Convert the data below, from the line containing "You are given a photograph. For the pigeon in" through the end of the data and including both of those ends, into a JSON list of strings with one string per line. Skip blank lines and leave the pictures out.

Given data:
-----

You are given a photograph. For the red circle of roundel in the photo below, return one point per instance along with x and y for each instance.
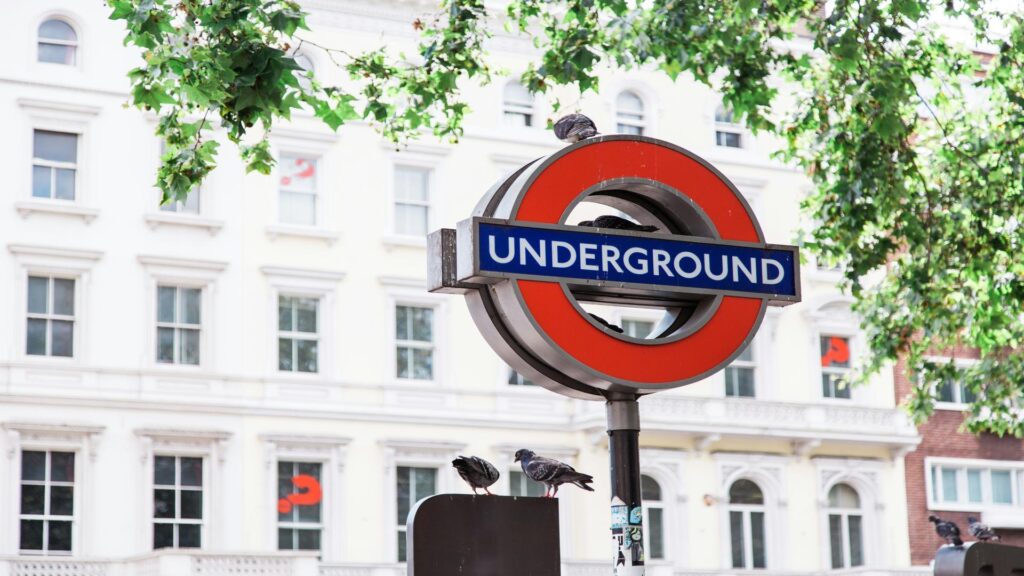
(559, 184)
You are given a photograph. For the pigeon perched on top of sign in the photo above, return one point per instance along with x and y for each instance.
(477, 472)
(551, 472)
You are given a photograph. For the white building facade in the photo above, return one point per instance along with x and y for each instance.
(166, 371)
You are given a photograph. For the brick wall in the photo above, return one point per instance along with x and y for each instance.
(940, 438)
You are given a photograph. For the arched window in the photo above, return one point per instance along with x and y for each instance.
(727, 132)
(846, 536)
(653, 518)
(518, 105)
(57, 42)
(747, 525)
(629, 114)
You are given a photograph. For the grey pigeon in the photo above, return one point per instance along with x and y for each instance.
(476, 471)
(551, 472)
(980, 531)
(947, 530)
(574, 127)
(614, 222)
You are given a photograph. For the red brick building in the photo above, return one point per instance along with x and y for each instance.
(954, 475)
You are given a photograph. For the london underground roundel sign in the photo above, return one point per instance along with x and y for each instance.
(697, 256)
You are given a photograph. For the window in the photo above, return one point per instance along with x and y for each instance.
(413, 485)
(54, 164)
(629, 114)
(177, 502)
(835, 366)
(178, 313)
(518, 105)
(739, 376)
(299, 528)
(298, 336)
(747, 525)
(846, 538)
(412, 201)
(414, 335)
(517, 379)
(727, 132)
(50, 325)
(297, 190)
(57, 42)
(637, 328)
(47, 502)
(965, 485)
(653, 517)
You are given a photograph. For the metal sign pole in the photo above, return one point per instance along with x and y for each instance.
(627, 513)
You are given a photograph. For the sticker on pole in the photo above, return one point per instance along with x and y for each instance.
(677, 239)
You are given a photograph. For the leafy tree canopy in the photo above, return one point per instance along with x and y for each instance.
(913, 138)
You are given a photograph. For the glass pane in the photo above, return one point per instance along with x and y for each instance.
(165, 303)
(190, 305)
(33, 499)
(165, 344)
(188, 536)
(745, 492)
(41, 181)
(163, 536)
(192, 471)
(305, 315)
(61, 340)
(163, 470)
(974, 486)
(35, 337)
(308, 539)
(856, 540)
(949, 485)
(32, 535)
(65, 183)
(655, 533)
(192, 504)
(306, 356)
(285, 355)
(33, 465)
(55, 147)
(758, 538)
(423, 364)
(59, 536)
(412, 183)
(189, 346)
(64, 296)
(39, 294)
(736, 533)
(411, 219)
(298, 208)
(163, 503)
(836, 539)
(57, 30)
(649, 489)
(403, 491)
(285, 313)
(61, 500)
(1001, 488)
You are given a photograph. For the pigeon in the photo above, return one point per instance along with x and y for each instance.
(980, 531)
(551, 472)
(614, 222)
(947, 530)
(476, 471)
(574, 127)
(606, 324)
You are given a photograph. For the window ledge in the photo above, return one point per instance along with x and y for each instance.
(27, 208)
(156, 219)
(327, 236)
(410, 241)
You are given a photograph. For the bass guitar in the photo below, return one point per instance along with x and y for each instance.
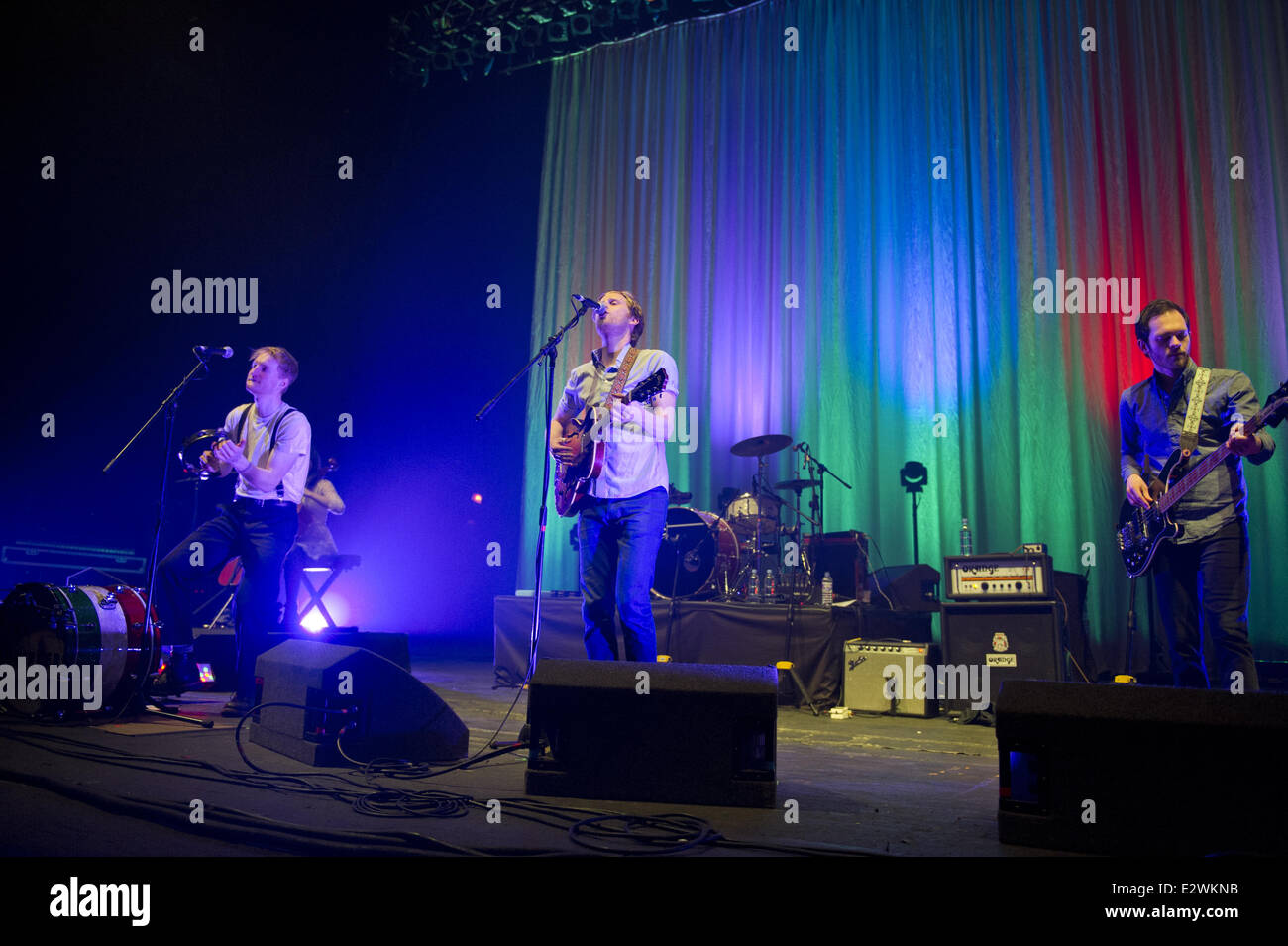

-----

Problem solution:
[
  "You are given a photograph. For the pigeon in the photo above, return one point per instance along with x and y for each instance.",
  "(980, 531)",
  "(551, 472)",
  "(614, 222)",
  "(947, 530)",
  "(476, 471)",
  "(574, 127)",
  "(606, 324)",
  "You are given a photograph. For the window ledge in the photo above, return one point per instance along with x and y for each instance.",
  "(27, 208)",
  "(156, 219)",
  "(327, 236)",
  "(410, 241)",
  "You are given a photograph. For the bass guitar in the photo below, return one point per instance along with x and y for each instance."
]